RECORDED DATA

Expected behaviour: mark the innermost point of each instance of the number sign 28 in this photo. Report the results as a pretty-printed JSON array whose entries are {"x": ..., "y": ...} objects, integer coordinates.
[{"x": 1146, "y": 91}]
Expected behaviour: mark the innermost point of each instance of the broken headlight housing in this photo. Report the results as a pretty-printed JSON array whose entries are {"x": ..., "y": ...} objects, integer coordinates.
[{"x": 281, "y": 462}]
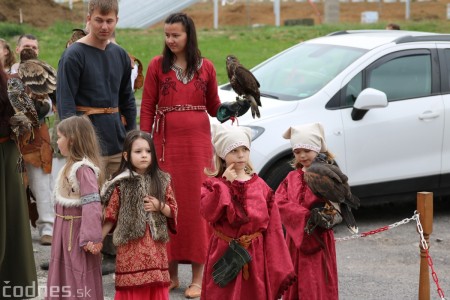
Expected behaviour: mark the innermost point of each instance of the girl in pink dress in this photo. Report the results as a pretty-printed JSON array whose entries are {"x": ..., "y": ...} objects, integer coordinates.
[
  {"x": 313, "y": 255},
  {"x": 240, "y": 207},
  {"x": 75, "y": 266},
  {"x": 141, "y": 207}
]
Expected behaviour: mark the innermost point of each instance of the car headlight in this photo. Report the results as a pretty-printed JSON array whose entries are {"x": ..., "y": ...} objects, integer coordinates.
[{"x": 256, "y": 131}]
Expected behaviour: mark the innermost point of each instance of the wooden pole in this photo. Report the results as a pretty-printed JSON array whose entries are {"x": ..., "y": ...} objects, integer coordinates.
[{"x": 425, "y": 209}]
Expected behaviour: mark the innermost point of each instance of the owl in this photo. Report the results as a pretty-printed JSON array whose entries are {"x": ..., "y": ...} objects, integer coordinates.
[
  {"x": 244, "y": 83},
  {"x": 20, "y": 100},
  {"x": 36, "y": 74}
]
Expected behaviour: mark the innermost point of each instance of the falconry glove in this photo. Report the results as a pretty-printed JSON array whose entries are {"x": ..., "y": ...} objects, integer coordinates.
[
  {"x": 232, "y": 109},
  {"x": 230, "y": 264},
  {"x": 324, "y": 217}
]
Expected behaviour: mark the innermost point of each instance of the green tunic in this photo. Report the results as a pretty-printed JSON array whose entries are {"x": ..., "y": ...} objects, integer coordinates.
[{"x": 18, "y": 278}]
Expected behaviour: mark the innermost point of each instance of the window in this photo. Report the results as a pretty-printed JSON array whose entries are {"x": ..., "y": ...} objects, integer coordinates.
[{"x": 400, "y": 76}]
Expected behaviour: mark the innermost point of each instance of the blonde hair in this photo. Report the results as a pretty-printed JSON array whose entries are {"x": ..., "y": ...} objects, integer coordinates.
[
  {"x": 9, "y": 59},
  {"x": 220, "y": 167},
  {"x": 297, "y": 165},
  {"x": 104, "y": 6},
  {"x": 82, "y": 142}
]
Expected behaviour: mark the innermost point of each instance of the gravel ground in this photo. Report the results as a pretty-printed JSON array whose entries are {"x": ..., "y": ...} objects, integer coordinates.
[{"x": 380, "y": 266}]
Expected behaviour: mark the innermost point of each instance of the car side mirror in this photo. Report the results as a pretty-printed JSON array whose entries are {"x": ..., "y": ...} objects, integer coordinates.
[{"x": 368, "y": 99}]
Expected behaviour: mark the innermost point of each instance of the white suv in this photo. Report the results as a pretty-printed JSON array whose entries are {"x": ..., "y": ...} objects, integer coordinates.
[{"x": 383, "y": 97}]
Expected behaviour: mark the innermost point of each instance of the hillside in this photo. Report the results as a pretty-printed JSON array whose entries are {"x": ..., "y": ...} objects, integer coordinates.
[{"x": 43, "y": 13}]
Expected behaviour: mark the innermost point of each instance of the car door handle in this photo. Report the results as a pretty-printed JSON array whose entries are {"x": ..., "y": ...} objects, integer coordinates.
[{"x": 428, "y": 115}]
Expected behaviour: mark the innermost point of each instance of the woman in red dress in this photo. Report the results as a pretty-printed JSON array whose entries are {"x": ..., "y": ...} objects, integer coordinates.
[{"x": 180, "y": 91}]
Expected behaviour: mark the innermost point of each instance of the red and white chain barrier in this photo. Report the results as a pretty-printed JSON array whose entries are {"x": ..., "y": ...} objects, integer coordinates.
[{"x": 422, "y": 241}]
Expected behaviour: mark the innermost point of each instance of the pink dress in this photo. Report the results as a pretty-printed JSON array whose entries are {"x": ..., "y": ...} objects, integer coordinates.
[
  {"x": 186, "y": 135},
  {"x": 142, "y": 268},
  {"x": 243, "y": 208},
  {"x": 74, "y": 273},
  {"x": 313, "y": 256}
]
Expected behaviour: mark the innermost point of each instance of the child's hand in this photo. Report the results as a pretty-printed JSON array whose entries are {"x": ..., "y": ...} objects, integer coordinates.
[
  {"x": 94, "y": 248},
  {"x": 230, "y": 173},
  {"x": 151, "y": 204}
]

AIM
Reproduce every row above word for word, omitting the pictures.

SOLUTION TO THIS EXERCISE
Expected behaviour: mark the innermost point of each instance of the number sign 28 in this photo. Report the results as a pretty-printed JSON array whose entries are {"x": ..., "y": ...} objects, integer coordinates.
[{"x": 1146, "y": 91}]
Expected behaviour: mark the innermost point of each instance of the broken headlight housing in this photo. Report the results as a pretty-printed JSON array whose entries are {"x": ..., "y": ...} objects, integer coordinates.
[{"x": 281, "y": 462}]
Expected behaviour: mark the innermost point of each instance of the girl in pink dress in this photo. Report the results as a pretty-printed JSON array whose entries are {"x": ..., "y": ...} objects, integer coordinates.
[
  {"x": 313, "y": 255},
  {"x": 240, "y": 207},
  {"x": 75, "y": 266},
  {"x": 141, "y": 207}
]
Expected behaviour: mark the innermost point of each instance of the car headlight in this photo. Report the results as a pretty-printed JSON array whose entries are {"x": ..., "y": ...} objects, integer coordinates.
[{"x": 256, "y": 131}]
Expected behaviour: mark the innermost point of each instance of the wooden pole in this photo. Report the results as a pretty-printed JSON array whose entries are {"x": ..., "y": ...} objects, integer coordinates.
[{"x": 425, "y": 209}]
Expected behaviour: mark the innermost point of each instance of the owl in this photo. Report the results as a pretty-printed JSON array whose entries are {"x": ..., "y": ...} objects, integer coordinates.
[
  {"x": 244, "y": 83},
  {"x": 20, "y": 100},
  {"x": 36, "y": 74}
]
Expected behaviour: mark the innermost point of each instance of the falconry glove in this photo. Report the results as a pretty-printed JSON array whose entries are {"x": ..., "y": ...} objects, integer coordinates.
[
  {"x": 232, "y": 109},
  {"x": 230, "y": 264},
  {"x": 324, "y": 217}
]
Expected behaviour: mark the innermost point of each instance of the green tunic in this photo. Report the results as a pretty-printed JSON array whose entries are {"x": ..., "y": ...} objects, integer coordinates.
[{"x": 18, "y": 278}]
Expected behaviour: mark the innermost point of each instance of the window in this photo. Report the results as a pretty-printed JSON array whose entries are {"x": ..., "y": ...} objects, integer coordinates.
[{"x": 400, "y": 76}]
Expected behaviour: mark the innermost point of each instance of the blonde hair in this photo. Report the results as a pretty-printed JSON array whose entries are {"x": ..., "y": ...} objects, integer coordinates.
[
  {"x": 9, "y": 59},
  {"x": 220, "y": 167},
  {"x": 297, "y": 165},
  {"x": 104, "y": 6},
  {"x": 82, "y": 142}
]
Expected behaviour: mark the innermost point of each instance of the gravel ground in this photo. Report the results as a pretty-printed JSON array whose entries are {"x": ..., "y": ...} objects, integer coordinates.
[{"x": 380, "y": 266}]
Expected behaviour: mark the innermost point of each instance of the car side mirror in this photo. Report the results as a pretty-printed JSON array whose entries are {"x": ..., "y": ...} objects, integer coordinates.
[{"x": 368, "y": 99}]
Expected behaviour: mark the innermost point of each instance of the white suv in this photo. Report the results as a pretty-printed JSON array whose entries are {"x": ..., "y": ...} objects, integer coordinates.
[{"x": 383, "y": 97}]
Expected behaviour: mark the innermost point of each instance of the hillside in this photo. Report the results as a pretty-printed JSON array whose entries are {"x": ..., "y": ...} objects, integer coordinates.
[{"x": 43, "y": 13}]
Expected behaviour: mark the innermost point of each instance of the car door handle in this photo. Report the results as a pretty-printed JSON array whose entries are {"x": ..., "y": ...} objects, integer coordinates.
[{"x": 428, "y": 115}]
Expected behaviour: mark the innermost point of each instance of the woman in red dress in this photo. Report the results as a pretty-printed JSON array whose entries are {"x": ..., "y": ...} objects, integer coordinates.
[{"x": 180, "y": 91}]
Expected behaviour: mark the innermost point of each instance of the red and white chain barrier in this photo. Report the results as a pretty-printed JSON array whose entries are {"x": ..., "y": ...} objects, integer coordinates.
[{"x": 422, "y": 241}]
Expected behaviour: mark the innermost point of each instance of the pink dress in this photo. Report the results as a pretty-printed JSON array whose entries are {"x": ..., "y": ...} objects, integer coordinates.
[
  {"x": 186, "y": 135},
  {"x": 142, "y": 268},
  {"x": 243, "y": 208},
  {"x": 74, "y": 273},
  {"x": 313, "y": 256}
]
Expected behaviour: mark the innermost point of each instance of the child's hand in this photo. Report the results as a pretty-printed JSON array whose entries are {"x": ..., "y": ...} objects, integer coordinates.
[
  {"x": 94, "y": 248},
  {"x": 230, "y": 173},
  {"x": 151, "y": 204}
]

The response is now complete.